- Records:
------------------------------------

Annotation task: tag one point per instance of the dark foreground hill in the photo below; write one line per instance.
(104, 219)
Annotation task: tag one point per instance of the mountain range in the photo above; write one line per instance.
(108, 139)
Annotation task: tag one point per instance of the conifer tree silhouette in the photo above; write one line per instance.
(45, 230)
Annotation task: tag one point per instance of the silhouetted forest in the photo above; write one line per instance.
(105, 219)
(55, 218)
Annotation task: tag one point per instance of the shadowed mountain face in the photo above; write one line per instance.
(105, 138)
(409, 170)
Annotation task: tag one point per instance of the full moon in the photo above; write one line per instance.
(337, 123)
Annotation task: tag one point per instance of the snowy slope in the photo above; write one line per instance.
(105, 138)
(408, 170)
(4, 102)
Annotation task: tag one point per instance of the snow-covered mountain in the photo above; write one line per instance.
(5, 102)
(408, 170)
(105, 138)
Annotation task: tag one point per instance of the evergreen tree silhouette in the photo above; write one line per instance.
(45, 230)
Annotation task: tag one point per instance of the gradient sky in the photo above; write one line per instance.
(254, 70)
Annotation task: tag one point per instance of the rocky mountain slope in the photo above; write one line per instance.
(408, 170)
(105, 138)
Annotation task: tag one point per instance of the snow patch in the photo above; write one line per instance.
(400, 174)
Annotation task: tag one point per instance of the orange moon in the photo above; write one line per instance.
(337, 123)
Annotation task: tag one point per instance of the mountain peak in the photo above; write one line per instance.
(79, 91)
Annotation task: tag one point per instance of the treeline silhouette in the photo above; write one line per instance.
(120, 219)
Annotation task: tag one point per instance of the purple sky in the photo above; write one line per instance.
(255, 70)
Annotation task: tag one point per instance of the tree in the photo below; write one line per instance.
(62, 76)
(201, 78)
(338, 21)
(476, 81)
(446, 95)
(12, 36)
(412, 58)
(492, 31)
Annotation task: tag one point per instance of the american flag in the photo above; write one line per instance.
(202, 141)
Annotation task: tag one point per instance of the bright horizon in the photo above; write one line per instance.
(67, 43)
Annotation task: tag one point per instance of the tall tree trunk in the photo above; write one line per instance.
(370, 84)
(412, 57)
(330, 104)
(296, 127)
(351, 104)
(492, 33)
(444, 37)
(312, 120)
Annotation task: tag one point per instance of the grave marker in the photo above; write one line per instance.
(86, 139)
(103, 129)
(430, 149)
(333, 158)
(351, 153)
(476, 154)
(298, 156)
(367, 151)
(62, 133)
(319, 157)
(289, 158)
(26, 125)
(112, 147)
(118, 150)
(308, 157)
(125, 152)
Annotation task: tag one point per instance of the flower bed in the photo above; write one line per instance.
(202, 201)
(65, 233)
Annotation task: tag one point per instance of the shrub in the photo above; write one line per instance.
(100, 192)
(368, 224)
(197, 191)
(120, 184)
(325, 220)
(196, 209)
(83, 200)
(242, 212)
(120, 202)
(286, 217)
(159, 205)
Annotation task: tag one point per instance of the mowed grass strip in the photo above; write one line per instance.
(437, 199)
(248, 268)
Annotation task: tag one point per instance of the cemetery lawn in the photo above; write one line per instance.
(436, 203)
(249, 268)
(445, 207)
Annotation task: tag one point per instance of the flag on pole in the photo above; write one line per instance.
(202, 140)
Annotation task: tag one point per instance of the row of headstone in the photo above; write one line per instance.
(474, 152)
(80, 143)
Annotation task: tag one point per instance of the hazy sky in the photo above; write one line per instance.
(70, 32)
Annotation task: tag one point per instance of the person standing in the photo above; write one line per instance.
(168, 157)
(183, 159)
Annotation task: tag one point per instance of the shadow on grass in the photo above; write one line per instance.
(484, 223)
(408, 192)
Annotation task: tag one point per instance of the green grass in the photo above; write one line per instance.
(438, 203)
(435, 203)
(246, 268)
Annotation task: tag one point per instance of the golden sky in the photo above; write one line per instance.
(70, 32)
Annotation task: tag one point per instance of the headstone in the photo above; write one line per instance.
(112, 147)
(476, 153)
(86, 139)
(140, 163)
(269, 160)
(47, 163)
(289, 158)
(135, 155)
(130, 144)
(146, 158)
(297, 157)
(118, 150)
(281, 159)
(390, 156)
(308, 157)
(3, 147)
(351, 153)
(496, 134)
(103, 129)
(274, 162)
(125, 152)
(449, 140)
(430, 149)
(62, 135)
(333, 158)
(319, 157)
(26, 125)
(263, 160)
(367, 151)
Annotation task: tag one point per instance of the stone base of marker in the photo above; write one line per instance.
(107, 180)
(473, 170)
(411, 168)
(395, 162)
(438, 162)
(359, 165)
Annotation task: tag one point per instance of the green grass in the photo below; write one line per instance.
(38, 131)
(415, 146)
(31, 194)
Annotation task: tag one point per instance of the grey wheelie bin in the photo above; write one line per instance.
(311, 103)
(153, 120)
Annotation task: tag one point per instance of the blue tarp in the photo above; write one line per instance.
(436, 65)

------------------------------------

- Aim: Set down, exactly and in full, the lines from the one containing "Annotation task: tag one point per instance of the person" through the end of the entries; no other line belongs.

- Response to this exercise:
Annotation task: tag one point per instance of the person standing in the photo above; write one line per instance.
(168, 157)
(183, 159)
Annotation task: tag one point per instance of the shadow on grass in the photo above; write one line per instance.
(484, 223)
(408, 192)
Annotation task: tag one point per instance of the green grass in the photo above; write one line per instance.
(438, 203)
(435, 203)
(246, 268)
Annotation task: tag one point per instance of the golden sky in the photo above; write one line per instance.
(70, 32)
Annotation task: tag one point per instance of the headstone in the photo above; write one line per instance.
(112, 147)
(476, 153)
(86, 139)
(140, 163)
(269, 160)
(47, 163)
(289, 158)
(135, 155)
(130, 144)
(146, 158)
(297, 157)
(118, 150)
(281, 159)
(390, 156)
(308, 157)
(3, 147)
(351, 153)
(496, 134)
(103, 129)
(274, 162)
(125, 152)
(449, 140)
(430, 149)
(62, 135)
(333, 158)
(319, 157)
(26, 125)
(263, 160)
(367, 151)
Annotation task: tag one point per instance of the stone base of marker in the photo above; write one line per instance.
(107, 180)
(473, 170)
(411, 168)
(395, 162)
(438, 162)
(359, 165)
Annotation task: tag one point per instance of the green grass in the photo below; write one line per instance.
(38, 131)
(415, 146)
(31, 194)
Annotation task: tag one point per instance of the grey wheelie bin in the photo above; write one line per instance.
(311, 103)
(153, 120)
Annotation task: tag one point per instance of the blue tarp in the photo above; write one line per instance.
(436, 65)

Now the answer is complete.